WHAT IS EXPECTED: Output the entries exactly.

DATA PROVIDED:
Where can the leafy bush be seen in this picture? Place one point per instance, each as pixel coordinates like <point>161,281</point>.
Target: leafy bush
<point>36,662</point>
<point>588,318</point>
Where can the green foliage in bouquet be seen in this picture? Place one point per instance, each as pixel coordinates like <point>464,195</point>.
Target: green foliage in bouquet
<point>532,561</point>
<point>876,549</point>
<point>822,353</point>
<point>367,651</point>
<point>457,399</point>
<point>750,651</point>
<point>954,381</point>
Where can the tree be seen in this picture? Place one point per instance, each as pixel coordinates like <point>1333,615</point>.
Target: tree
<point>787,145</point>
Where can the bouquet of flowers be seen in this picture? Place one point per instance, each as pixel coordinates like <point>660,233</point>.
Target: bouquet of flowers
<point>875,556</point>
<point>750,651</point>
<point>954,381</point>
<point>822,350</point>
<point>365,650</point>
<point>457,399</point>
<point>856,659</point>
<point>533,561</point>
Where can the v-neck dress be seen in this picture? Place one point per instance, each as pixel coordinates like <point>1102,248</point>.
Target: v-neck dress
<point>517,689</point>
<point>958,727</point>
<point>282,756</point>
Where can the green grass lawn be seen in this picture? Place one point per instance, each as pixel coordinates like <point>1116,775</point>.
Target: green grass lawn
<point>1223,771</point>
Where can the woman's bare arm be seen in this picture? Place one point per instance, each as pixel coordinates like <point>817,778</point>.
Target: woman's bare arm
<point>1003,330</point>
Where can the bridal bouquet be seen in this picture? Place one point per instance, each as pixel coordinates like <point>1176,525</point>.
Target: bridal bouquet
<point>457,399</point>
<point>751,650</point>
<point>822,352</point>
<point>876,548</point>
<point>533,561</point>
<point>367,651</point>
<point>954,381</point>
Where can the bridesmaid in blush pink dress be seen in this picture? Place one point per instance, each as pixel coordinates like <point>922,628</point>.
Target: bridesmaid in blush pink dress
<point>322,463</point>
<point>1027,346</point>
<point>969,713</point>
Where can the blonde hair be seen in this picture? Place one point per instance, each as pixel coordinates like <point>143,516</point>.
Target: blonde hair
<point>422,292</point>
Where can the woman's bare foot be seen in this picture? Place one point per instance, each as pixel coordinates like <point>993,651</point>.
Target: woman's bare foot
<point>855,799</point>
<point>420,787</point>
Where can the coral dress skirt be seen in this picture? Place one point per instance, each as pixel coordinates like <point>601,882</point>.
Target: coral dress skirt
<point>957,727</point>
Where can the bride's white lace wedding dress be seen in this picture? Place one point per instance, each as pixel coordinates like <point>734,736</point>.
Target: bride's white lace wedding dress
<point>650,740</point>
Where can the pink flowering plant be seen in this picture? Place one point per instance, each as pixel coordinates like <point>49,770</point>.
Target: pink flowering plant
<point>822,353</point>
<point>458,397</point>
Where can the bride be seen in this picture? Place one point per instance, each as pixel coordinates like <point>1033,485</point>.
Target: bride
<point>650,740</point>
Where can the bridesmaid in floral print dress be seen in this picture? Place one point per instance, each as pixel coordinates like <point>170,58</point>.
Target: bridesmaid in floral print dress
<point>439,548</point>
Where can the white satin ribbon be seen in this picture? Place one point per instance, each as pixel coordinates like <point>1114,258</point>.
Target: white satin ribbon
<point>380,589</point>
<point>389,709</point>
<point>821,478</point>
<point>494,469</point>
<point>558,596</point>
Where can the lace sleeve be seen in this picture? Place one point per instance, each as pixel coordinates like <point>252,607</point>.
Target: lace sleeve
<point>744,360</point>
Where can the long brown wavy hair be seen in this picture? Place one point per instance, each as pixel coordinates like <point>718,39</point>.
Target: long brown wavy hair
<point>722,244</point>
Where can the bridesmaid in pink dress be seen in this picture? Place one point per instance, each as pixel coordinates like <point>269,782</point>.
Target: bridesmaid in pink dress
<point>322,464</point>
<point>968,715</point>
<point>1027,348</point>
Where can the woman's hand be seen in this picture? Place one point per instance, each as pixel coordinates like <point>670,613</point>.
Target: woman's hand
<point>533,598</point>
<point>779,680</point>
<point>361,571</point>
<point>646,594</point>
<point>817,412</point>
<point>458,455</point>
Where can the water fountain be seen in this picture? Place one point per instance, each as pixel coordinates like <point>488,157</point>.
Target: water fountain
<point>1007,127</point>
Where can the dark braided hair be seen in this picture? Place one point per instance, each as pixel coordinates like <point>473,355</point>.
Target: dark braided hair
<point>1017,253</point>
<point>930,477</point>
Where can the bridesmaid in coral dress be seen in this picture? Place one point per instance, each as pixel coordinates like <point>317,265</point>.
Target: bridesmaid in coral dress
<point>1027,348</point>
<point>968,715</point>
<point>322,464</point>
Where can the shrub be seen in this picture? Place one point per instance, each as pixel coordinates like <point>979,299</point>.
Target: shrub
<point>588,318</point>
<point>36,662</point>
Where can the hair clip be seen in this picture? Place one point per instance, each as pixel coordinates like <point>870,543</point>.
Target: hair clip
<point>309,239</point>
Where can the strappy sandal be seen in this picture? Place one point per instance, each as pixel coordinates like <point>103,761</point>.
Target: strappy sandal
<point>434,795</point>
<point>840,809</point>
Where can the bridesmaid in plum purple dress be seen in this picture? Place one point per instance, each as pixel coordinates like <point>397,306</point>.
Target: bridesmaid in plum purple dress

RESULT OF THE TASK:
Where can the leafy bush be seen in this picture? Place one point per instance, each as pixel coordinates like <point>161,281</point>.
Target: leafy bush
<point>36,662</point>
<point>588,318</point>
Where can the green foliage in bouquet be seen in this picture? Place one point per instance, each as pixel coordinates like <point>464,195</point>.
Target: green foliage in bouquet
<point>532,561</point>
<point>876,549</point>
<point>822,353</point>
<point>367,651</point>
<point>457,399</point>
<point>750,651</point>
<point>954,381</point>
Where can the tree be seen in this picture? Place one point per instance, each as pixel coordinates like <point>1333,615</point>.
Target: tree
<point>787,145</point>
Where can the bouquet of flowers be seen in this picture? Place one point per instance, each as pixel coordinates like <point>660,233</point>.
Target: bouquet of flowers
<point>875,556</point>
<point>750,651</point>
<point>954,381</point>
<point>822,350</point>
<point>365,650</point>
<point>457,399</point>
<point>856,659</point>
<point>533,561</point>
Where can the v-neck dress be seen in this picture? Place one point per instance, each as pixel coordinates like <point>1102,248</point>.
Target: v-neck dress
<point>517,689</point>
<point>958,727</point>
<point>282,756</point>
Where can the green grass lawn be seen in this picture? Place one point per instance, each as pixel coordinates like <point>1116,775</point>.
Target: green grass lawn
<point>1223,771</point>
Where can the woman's bare arm be seen in this picture? Place one point per instance, each as pixel coordinates like <point>817,778</point>.
Target: woman's bare arm
<point>1003,330</point>
Where can the bridal bouquet be seen in this picture? Place one point per instance, each as pixel coordinates like <point>1176,525</point>.
Target: bridal bouquet
<point>457,399</point>
<point>751,650</point>
<point>822,352</point>
<point>876,548</point>
<point>533,561</point>
<point>367,651</point>
<point>954,381</point>
Where can the bridesmaid in blush pink dress be seen in this picture? Place one point per instance, each as pixel coordinates like <point>922,628</point>.
Target: bridesmaid in blush pink dress
<point>322,463</point>
<point>1027,346</point>
<point>969,713</point>
Where can the blonde hair be seen in this picture? Place one point per instance, each as pixel coordinates like <point>143,516</point>.
Target: blonde hair
<point>422,292</point>
Where can the woman's bare foot be seen in this picture? Place one point per instance, each as pixel coordinates like <point>993,651</point>.
Target: woman's bare foot
<point>855,799</point>
<point>420,787</point>
Where can the coral dress skirt be seen in this picture? Place one point per instance, each as pixel coordinates like <point>601,882</point>.
Target: coral dress skirt
<point>957,727</point>
Where can the bride's white lace wedding dress be seen in this picture? Place one point per instance, each as pixel coordinates like <point>734,736</point>.
Target: bride's white lace wedding dress
<point>650,740</point>
Where can the pink flowering plant be seen in this picture? Place one point per instance, each as pixel coordinates like <point>49,770</point>.
Target: pink flowering plant
<point>822,353</point>
<point>458,397</point>
Where can the bride be seen in this picture? Place one point per instance, each as pixel coordinates like <point>1033,485</point>.
Target: bride
<point>650,740</point>
Where can the bridesmaid in floral print dress be seen in this picture? Place one point per instance, each as pixel coordinates like <point>170,58</point>.
Target: bridesmaid in floral print dress
<point>439,548</point>
Where can the white satin ribbon be seen in this picture? Place one point per instance, each as pixel coordinates like <point>1114,258</point>.
Target: white satin ribbon
<point>380,589</point>
<point>389,709</point>
<point>821,478</point>
<point>494,469</point>
<point>558,596</point>
Where can the lace sleeve be seen in this picture? Place one point per instance, each as pixel coordinates like <point>252,607</point>.
Target: lace sleeve
<point>744,360</point>
Where can the long brown wavy hair be seen in this picture? Place one point per instance, each as pixel coordinates like <point>718,39</point>.
Target: long brown wavy hair
<point>722,244</point>
Where can the bridesmaid in pink dress be seen in this picture? Place one point per instance, each as pixel coordinates like <point>269,782</point>.
Target: bridesmaid in pink dress
<point>322,464</point>
<point>968,715</point>
<point>1027,348</point>
Where can the woman's hand be seen in this picture? Place one point per instance, each as pixel coordinates like <point>670,613</point>.
Target: woman's hand
<point>533,598</point>
<point>779,680</point>
<point>361,571</point>
<point>646,594</point>
<point>817,412</point>
<point>458,455</point>
Where can the water fountain be seen in this picture? Place one point per instance, each as pixel coordinates like <point>488,157</point>.
Target: water fountain
<point>1007,127</point>
Where can the dark braided hair be seen in this picture? Place one point per instance, each as pixel coordinates like <point>473,355</point>.
Target: dark braided hair
<point>1017,253</point>
<point>930,477</point>
Where can the bridesmaid in coral dress be seen in this picture? Place one point per instance, each as pixel coordinates like <point>317,265</point>.
Target: bridesmaid in coral dress
<point>1027,348</point>
<point>968,715</point>
<point>322,464</point>
Where can the shrub be seen in this picture? Place one point per instance, each as pixel coordinates like <point>979,299</point>.
Target: shrub
<point>588,318</point>
<point>36,662</point>
Where can the hair clip be seen in this picture? Place one point per instance, each as pixel coordinates like <point>870,543</point>.
Target: hair clip
<point>309,239</point>
Where can the strappy sandal be seen in this picture? Place one point per instance, each as pixel coordinates like <point>103,761</point>.
Target: strappy sandal
<point>434,795</point>
<point>840,809</point>
Where can the bridesmaid in plum purple dress be seen in this picture? Place one point per instance, each as pixel coordinates like <point>397,306</point>.
Target: bridesmaid in plum purple dress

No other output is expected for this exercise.